◆ **Texto del ejercicio**
---
Varias personas se ahogaron con el gas y el humo nos envolvió a todos. En medio de la violencia, recuerdo a una policía aterrorizada detrás de un escudo, con el casco arrancado por la muchedumbre y lágrimas cayendo por su cara. La violencia no perdonó a personas de entre 70 y 80 años. La escena parecía una película de terror: algo siniestro. Mientras se desarrollaban los disturbios, oí a alguien gritar: «¡Qué vergüenza!». Me giré y vi a un grupo de abuelos llorando, con la cara magullada.
---
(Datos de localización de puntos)
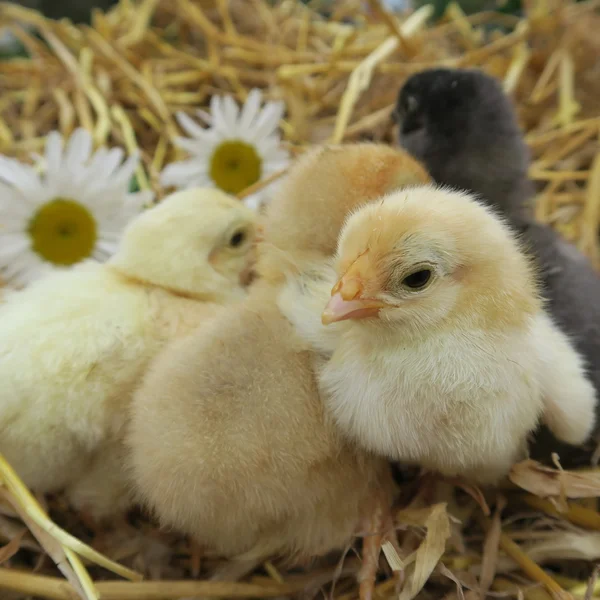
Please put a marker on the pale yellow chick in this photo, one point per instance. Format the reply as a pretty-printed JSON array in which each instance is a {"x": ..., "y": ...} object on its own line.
[
  {"x": 229, "y": 439},
  {"x": 304, "y": 221},
  {"x": 443, "y": 354},
  {"x": 74, "y": 345}
]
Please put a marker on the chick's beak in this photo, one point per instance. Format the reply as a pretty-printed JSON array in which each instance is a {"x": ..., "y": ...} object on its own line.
[
  {"x": 347, "y": 300},
  {"x": 260, "y": 234}
]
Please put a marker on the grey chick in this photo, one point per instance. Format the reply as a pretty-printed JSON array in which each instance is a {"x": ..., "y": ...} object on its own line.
[{"x": 463, "y": 128}]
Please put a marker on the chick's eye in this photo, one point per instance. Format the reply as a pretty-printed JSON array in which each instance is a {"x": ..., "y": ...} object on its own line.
[
  {"x": 418, "y": 279},
  {"x": 237, "y": 239}
]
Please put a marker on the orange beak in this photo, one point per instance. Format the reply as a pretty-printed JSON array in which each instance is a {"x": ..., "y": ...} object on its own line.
[
  {"x": 347, "y": 301},
  {"x": 260, "y": 234}
]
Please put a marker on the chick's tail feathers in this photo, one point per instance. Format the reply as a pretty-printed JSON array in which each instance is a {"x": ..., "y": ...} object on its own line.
[{"x": 569, "y": 397}]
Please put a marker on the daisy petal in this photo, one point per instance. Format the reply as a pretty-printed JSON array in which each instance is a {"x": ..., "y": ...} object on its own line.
[
  {"x": 22, "y": 178},
  {"x": 231, "y": 111},
  {"x": 54, "y": 145},
  {"x": 250, "y": 110},
  {"x": 180, "y": 173}
]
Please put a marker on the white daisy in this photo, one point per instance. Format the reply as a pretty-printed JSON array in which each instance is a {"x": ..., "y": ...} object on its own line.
[
  {"x": 75, "y": 211},
  {"x": 237, "y": 149}
]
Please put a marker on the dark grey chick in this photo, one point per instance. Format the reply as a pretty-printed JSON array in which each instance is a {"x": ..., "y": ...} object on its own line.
[{"x": 463, "y": 128}]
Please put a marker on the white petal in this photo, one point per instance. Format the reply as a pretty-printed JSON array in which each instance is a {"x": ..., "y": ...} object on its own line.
[
  {"x": 194, "y": 146},
  {"x": 205, "y": 116},
  {"x": 22, "y": 178},
  {"x": 54, "y": 144},
  {"x": 123, "y": 176},
  {"x": 179, "y": 173},
  {"x": 268, "y": 120},
  {"x": 220, "y": 123},
  {"x": 231, "y": 111},
  {"x": 250, "y": 110}
]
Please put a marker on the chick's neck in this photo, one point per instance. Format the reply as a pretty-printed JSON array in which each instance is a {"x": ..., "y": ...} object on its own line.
[{"x": 221, "y": 294}]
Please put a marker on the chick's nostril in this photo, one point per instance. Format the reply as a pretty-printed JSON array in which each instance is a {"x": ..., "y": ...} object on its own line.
[{"x": 350, "y": 289}]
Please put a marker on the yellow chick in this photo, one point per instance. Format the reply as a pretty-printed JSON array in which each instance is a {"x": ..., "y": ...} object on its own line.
[
  {"x": 304, "y": 221},
  {"x": 229, "y": 439},
  {"x": 443, "y": 354},
  {"x": 74, "y": 344}
]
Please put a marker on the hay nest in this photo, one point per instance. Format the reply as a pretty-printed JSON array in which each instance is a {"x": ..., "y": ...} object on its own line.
[{"x": 124, "y": 77}]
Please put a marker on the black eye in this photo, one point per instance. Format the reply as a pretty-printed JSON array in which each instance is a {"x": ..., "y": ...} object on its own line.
[
  {"x": 418, "y": 279},
  {"x": 237, "y": 239}
]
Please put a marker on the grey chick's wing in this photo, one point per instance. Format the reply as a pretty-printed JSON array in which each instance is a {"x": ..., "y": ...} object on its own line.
[{"x": 572, "y": 289}]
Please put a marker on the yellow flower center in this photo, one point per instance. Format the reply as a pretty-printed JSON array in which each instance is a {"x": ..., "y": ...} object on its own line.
[
  {"x": 234, "y": 166},
  {"x": 63, "y": 232}
]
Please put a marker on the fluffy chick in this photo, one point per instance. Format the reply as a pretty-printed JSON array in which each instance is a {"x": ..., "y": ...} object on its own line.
[
  {"x": 264, "y": 469},
  {"x": 74, "y": 344},
  {"x": 248, "y": 464},
  {"x": 464, "y": 129},
  {"x": 446, "y": 357},
  {"x": 304, "y": 221}
]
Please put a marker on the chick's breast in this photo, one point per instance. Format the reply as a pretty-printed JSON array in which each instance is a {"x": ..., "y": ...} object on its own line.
[
  {"x": 230, "y": 444},
  {"x": 71, "y": 348}
]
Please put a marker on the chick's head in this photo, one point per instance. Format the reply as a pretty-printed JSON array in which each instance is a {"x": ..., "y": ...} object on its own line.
[
  {"x": 323, "y": 186},
  {"x": 198, "y": 242},
  {"x": 463, "y": 127},
  {"x": 421, "y": 256}
]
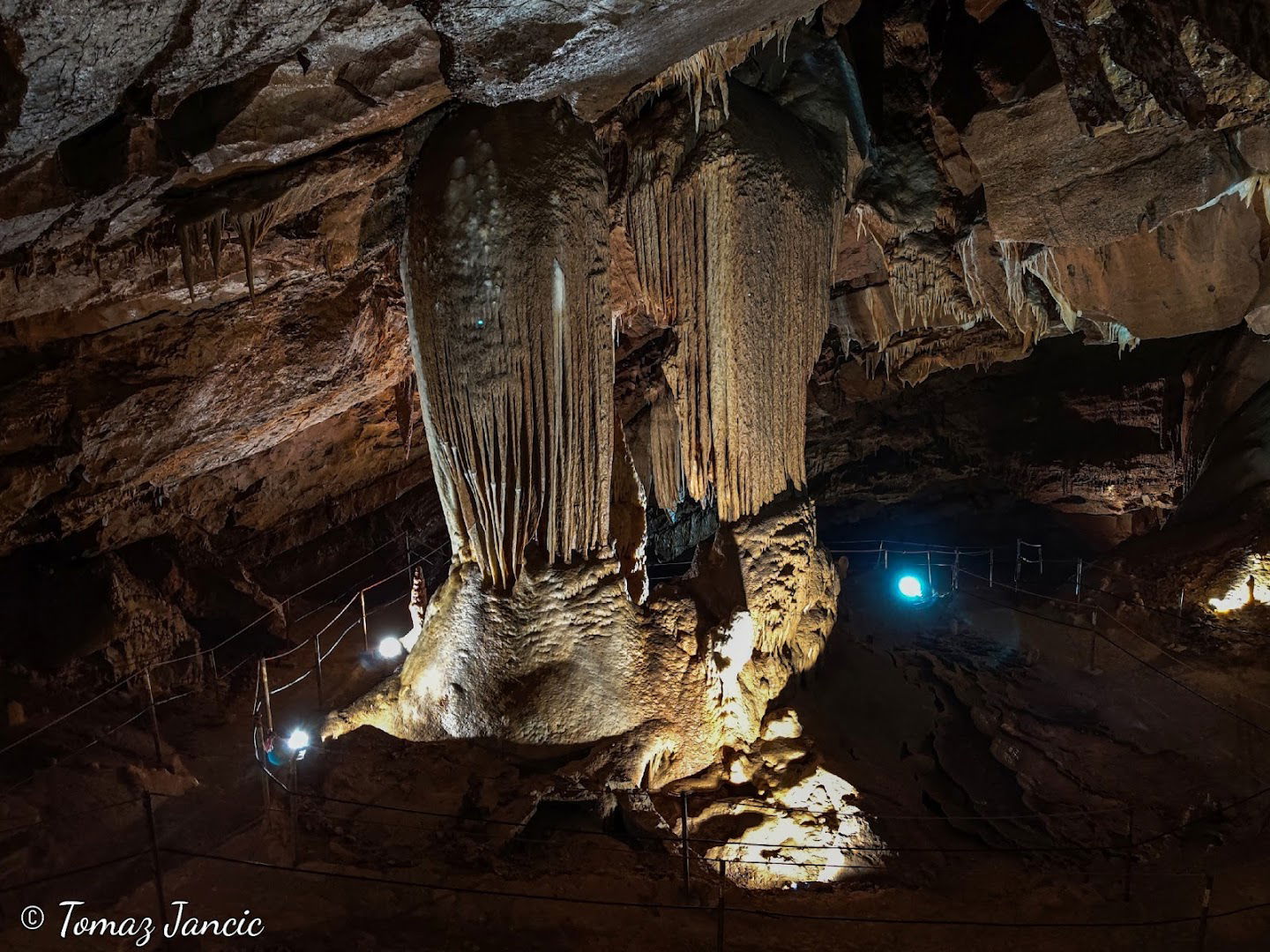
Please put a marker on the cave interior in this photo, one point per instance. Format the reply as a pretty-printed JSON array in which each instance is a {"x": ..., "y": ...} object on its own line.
[{"x": 588, "y": 473}]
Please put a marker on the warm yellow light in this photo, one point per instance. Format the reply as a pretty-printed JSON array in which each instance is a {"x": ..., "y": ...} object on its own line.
[
  {"x": 808, "y": 833},
  {"x": 1255, "y": 569}
]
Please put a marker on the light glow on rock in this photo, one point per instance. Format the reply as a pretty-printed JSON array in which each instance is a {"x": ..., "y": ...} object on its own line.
[
  {"x": 1251, "y": 588},
  {"x": 911, "y": 587}
]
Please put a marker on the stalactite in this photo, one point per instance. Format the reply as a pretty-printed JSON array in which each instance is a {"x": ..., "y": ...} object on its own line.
[
  {"x": 505, "y": 276},
  {"x": 251, "y": 227},
  {"x": 666, "y": 450},
  {"x": 736, "y": 244},
  {"x": 705, "y": 72},
  {"x": 403, "y": 395}
]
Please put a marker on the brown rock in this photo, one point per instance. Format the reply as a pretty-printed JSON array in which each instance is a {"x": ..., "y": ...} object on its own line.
[{"x": 1045, "y": 182}]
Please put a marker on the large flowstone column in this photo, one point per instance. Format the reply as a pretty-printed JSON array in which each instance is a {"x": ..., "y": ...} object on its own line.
[
  {"x": 505, "y": 271},
  {"x": 542, "y": 634}
]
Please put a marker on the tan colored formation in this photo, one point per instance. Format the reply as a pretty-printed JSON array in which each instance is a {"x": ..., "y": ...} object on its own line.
[
  {"x": 544, "y": 632},
  {"x": 507, "y": 287},
  {"x": 733, "y": 236}
]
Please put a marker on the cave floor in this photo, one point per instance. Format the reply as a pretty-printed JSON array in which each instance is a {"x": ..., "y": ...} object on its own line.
[{"x": 959, "y": 723}]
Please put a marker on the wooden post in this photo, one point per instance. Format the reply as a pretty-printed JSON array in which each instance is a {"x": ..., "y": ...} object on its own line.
---
◆ **Objetivo de la tarea**
Indica, por favor, si cada afirmación concuerda con el texto del ejercicio y justifica tu respuesta citando textualmente las palabras que lo deciden.
1. A una policía le arrancó el casco la muchedumbre.
2. La violencia respetó a las personas de entre 70 y 80 años.
3. Durante los disturbios alguien gritó «¡Qué vergüenza!».

◆ **Espacio de respuesta**
1. Sí: "con el casco arrancado por la muchedumbre".
2. No: "La violencia no perdonó a personas de entre 70 y 80 años."
3. Sí: "Mientras se desarrollaban los disturbios, oí a alguien gritar: «¡Qué vergüenza!»".